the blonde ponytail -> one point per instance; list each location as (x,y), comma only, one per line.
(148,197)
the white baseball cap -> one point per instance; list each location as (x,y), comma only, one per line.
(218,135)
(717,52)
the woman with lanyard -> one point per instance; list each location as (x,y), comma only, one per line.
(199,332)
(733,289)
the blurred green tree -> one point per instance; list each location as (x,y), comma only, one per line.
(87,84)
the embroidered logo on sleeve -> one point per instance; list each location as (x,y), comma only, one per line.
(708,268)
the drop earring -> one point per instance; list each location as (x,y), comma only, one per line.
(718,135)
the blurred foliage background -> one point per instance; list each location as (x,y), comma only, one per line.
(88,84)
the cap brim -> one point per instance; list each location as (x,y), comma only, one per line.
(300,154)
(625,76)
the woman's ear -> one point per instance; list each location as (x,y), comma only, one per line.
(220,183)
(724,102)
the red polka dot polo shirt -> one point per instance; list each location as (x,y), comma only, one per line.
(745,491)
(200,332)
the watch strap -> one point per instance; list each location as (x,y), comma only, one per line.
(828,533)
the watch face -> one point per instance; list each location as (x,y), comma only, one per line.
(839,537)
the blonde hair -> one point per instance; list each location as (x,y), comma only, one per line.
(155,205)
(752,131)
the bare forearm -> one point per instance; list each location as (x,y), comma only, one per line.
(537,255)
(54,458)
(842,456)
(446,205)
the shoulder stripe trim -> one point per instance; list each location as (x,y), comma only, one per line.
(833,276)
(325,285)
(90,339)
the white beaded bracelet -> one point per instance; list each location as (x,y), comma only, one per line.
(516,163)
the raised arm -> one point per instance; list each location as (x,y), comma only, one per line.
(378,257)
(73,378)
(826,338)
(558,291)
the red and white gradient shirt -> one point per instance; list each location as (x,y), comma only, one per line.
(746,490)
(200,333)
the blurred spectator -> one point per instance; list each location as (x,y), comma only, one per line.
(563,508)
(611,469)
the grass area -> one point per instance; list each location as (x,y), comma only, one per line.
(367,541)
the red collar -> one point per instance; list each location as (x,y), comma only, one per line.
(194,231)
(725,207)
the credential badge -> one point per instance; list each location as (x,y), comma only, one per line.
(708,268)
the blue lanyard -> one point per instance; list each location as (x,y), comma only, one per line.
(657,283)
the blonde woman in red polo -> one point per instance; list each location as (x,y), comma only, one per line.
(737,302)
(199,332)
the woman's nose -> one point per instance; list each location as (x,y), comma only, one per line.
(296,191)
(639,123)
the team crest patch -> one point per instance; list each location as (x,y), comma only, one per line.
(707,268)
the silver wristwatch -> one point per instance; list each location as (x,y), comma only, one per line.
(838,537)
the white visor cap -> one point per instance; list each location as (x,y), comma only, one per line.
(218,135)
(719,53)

→ DIRECTIONS: Format all of the data above as a Markdown table with one numbered row per line, leaving out blank lines. Name the two columns "Row" and "Line".

→ RESULT OF THIS TASK:
| Row | Line |
|---|---|
| 1 | the blonde ponytail -> one point per instance; list each location as (x,y), comma only, one per line. |
| 2 | (148,197) |
| 3 | the white baseball cap -> one point per instance; list each location as (x,y), comma only, one per line. |
| 4 | (218,135) |
| 5 | (717,52) |
| 6 | the woman with lanyard -> one point per instance; list each location as (x,y), comma only, one per line. |
| 7 | (199,332) |
| 8 | (733,289) |
| 9 | the blurred green tree -> one point per instance; list each location as (x,y), comma only, one per line. |
| 10 | (87,84) |
| 11 | the embroidered logo on sleeve -> one point per instance; list each location as (x,y), comma only, one per line. |
| 12 | (708,268) |
| 13 | the drop earring -> one point per instance; list each location as (x,y), comma only, one per line. |
| 14 | (718,135) |
| 15 | the blurred foliage background -> one point per instance; list each location as (x,y), comma only, one per line. |
| 16 | (88,84) |
| 17 | the cap brim -> one point per instance; list each location as (x,y), comma only, one per line. |
| 18 | (300,154) |
| 19 | (625,76) |
| 20 | the woman's ear -> one point per instance; list each location as (x,y), comma only, one per line. |
| 21 | (220,183) |
| 22 | (724,102) |
| 23 | the red polka dot polo shirt -> one point per instance; list each location as (x,y), comma only, one per line. |
| 24 | (745,491) |
| 25 | (200,332) |
| 26 | the watch strap -> one point per instance; list each location as (x,y), comma only, one per line. |
| 27 | (828,533) |
| 28 | the watch face -> one point per instance; list each location as (x,y), comma only, one per line. |
| 29 | (839,537) |
| 30 | the blonde hair -> one point per instance; list each location as (x,y), comma only, one per line. |
| 31 | (155,205) |
| 32 | (752,131) |
| 33 | the bare forearm -> one point per instance; list each location as (x,y), comma only, one per line. |
| 34 | (537,255) |
| 35 | (54,458) |
| 36 | (842,456) |
| 37 | (446,205) |
| 38 | the shoulder stripe trim -> one point per instance; list each location as (x,y), comma only, one per line. |
| 39 | (833,276) |
| 40 | (325,285) |
| 41 | (90,339) |
| 42 | the white beaded bracelet -> one point per instance; list each location as (x,y), comma only, one per line. |
| 43 | (516,163) |
| 44 | the raised arm -> one point per instance; list each location as (x,y), comma only, one per line. |
| 45 | (378,257) |
| 46 | (73,378) |
| 47 | (826,338) |
| 48 | (558,291) |
| 49 | the red and white gradient shirt -> one point per instance; list each location as (x,y), comma only, one per line. |
| 50 | (746,490) |
| 51 | (200,333) |
| 52 | the blurred spectator -> one point per instance; list each location as (x,y), comma only, one per line. |
| 53 | (563,508) |
| 54 | (611,469) |
| 55 | the grass area -> one point per instance; list each location as (x,y), comma only, one per line. |
| 56 | (367,541) |
| 57 | the red collar -> one point per instance; list each location as (x,y), comma only, one per line. |
| 58 | (194,231) |
| 59 | (725,207) |
| 60 | the credential badge -> one point per instance; list each location as (x,y), comma only, one per line. |
| 61 | (708,268) |
| 62 | the blue lanyard -> one point per instance; list each location as (x,y), comma only, one per line. |
| 63 | (657,283) |
| 64 | the blonde woman in red polo -> one point per instance; list each location as (x,y), comma only, one per line. |
| 65 | (737,302) |
| 66 | (199,332) |
| 67 | the woman's nose -> one point per instance; list each location as (x,y), comma only, one per line. |
| 68 | (296,191) |
| 69 | (639,123) |
| 70 | the team crest patch -> one point per instance; list each location as (x,y), comma only, one per line. |
| 71 | (707,268) |
| 72 | the silver wristwatch -> one point per instance; list each location as (x,y), comma only, one per line. |
| 73 | (838,537) |
| 74 | the white visor cap -> one point per instance; list each location as (x,y), comma only, one per line. |
| 75 | (218,135) |
| 76 | (719,53) |